TASKS:
[1] List every video game named in the post about strategy video games.
[2] In the post about strategy video games, what are the win conditions for the Grand Campaign mode of Medieval II: Total War?
[3] Continue the post about strategy video games from its final sentence.

DOCUMENT TEXT:

☆ ☆ ☆ ☆

Strategic growth(!!!) in strategy video games

2009 October 27

For the past few days I’ve done little else beyond these three things: eat a little, read a little, and play many hours of Medieval II: Total War, another three-year-old video game that I’m playing for the first time now.  It’s fun but, for many reasons, awful.

total_annihilation

I just Googled "total fucking annihilation" (no quotes) looking for pictures of battlefields or something and totally forgot that there actually is a strategy game called Total Annihilation. Hhh.

Last week I also played another game in the franchise for the first time, Empire: Total War, which is basically just about the conquest of North America I guess, and I commented to my friend how completely unapologetic the game is for its premise—and that premise is, I would say, a total bummer.  The premise is basically Here are the Indians; go kill them! Of course you and your good Europeans justify this slaughter by deeming the Indians as threats that therefore need to be dealt with, but any player should be privy to this falsification.  Those threatening savages were the ones that let you occupy some land to begin with, dummy.

Medieval doesn’t have quite the same premise, but … well, I’ll put it this way: the “win conditions” for the Grand Campaign mode are to hold 45 regions of the map—most of Europe and a bit of Africa and the Mid-East—including Jerusalem.  That’s basically it; you go about pursuing that end however you feel necessary.

Every strategy game I’ve ever come across has had this implicit imperative for growth built into it, and even when I was younger this didn’t quite make sense to me.  I remember when my mom’s ex-husband, my step-father at the time, bought Age of Empires II: The Age of Kings, and I just got bored with it the few times I played it.  You start from nothing and expand  your empire—but why? what’s the point?  There really isn’t one—other than that being the only point of the game.  A few years ago I bought the game Black and White because a few years prior to the purchase I thought it was an interesting premise.  I installed it and played it for a little while two different times, but the most recent time (which wasn’t actually very recent at all) I just got so fed up with the growth premise that I couldn’t bring myself to play it anymore.  (I was also fed up with the idea of being a god who must constantly intervene in the lives of his subjects, but that is a different story).

☆ ☆ ☆ ☆

Stored data entries:
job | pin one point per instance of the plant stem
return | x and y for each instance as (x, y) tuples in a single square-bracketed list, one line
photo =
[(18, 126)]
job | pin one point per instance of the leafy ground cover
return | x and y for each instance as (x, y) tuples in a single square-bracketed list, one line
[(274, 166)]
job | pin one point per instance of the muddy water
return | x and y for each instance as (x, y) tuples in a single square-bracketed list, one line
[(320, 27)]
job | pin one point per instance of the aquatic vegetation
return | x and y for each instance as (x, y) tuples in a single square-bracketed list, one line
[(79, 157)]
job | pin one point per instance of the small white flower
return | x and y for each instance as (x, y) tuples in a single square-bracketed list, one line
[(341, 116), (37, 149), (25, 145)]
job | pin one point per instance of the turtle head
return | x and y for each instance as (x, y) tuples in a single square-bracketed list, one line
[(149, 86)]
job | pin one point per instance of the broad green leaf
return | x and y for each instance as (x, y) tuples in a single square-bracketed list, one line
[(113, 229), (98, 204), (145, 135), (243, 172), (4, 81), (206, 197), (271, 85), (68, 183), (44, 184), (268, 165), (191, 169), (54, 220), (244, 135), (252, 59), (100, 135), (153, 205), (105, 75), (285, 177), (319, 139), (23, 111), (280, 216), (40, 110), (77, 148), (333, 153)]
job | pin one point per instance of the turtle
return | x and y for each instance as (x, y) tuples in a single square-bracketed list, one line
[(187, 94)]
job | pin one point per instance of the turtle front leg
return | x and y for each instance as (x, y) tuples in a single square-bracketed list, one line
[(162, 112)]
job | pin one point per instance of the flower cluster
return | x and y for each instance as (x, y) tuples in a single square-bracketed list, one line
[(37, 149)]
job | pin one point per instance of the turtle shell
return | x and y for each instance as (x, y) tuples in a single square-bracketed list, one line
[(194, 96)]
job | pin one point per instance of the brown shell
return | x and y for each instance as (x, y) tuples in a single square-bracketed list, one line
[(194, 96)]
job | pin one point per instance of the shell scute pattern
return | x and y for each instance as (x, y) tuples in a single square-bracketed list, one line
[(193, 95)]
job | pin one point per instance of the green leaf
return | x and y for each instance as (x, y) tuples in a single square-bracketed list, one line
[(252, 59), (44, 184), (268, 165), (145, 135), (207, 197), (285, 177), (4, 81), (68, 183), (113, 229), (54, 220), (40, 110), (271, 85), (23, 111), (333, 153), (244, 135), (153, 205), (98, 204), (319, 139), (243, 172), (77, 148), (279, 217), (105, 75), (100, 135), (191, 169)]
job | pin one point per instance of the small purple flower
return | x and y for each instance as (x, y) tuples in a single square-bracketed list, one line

☆ ☆ ☆ ☆

ANSWERS TO THE EXERCISE:
[1] Medieval II: Total War, Total Annihilation, Empire: Total War, Age of Empires II: The Age of Kings, Black and White

[2] The player must hold 45 regions of the map, including Jerusalem.

[3]
So back to Medieval—the whole point is to conquer all of Europe; there is, seemingly, no other reason to play the game.  What if I just want to create and run a nation that runs smoothly and deal with my enemies whenever they pop up?  Well then I can’t win the game.  As opposed to games like those in The Elder Scrolls series, as well as most other RPG games, this isn’t a game based in fantasy where the only real point is to have an adventure with your character, where the main storyline isn’t even necessary, but just there as a sort of interesting quest to complete if you want.

No, this one is based in history.  Of course the whole point is to rewrite history in a manner that satisfies you—or many different ways, since you’ll probably play the game as more than one nation—but the manner that would satisfy me would be to eliminate the growth imperative that’s implicit in each of these nations.  Instead of letting people be with their nature-based pagan religions I have to spread Catholicism; instead of peacefully coexisting with my neighbors and allies and dealing with threats as they pop up, the douchebags betray alliances and march their armies to my castle walls.  And all of the rebel tribes?  How am I to know what they are rebelling against?  I’ve tried to be a good king—indeed, my reputation is “Reliable” versus “Mixed,” or “Dubious” like the jackass Danes who just betrayed my alliance for no reason, and the dick-hole French are continually marching into my territory and saying “give us 600 florins or we’ll gut you, bitch” and just straight up attacking me for no god-damned reason—but it’s preposterous to assume that each tribe has done something so unacceptable as to warrant their outright elimination.  The premise of this video game is insane, but still people enjoy it.  I am enjoying it.  What is wrong with us?  What is wrong with me?

I do see one potential outcome in which I achieve the victory I desire—that is, stopping the growth imperative and allowing people to live as they wish to live: conquer all of Europe, all of the growth-nations, and then say “Nuh uh, motherfuckers” by refusing to expand anymore, because my nation will not be a nation that worships growth.  And so we come to the trilemma presented by the parable of the tribes (join the violent tribe, fight the violent tribe, or run away from the violent tribe—in all three instances the paradigm of the violent tribe expands), and in this case the only way to defeat the growth imperative is to become the growth imperative yourself.

I don’t know why I’m letting this game bum me out.

Today is Blog Action Day 2009?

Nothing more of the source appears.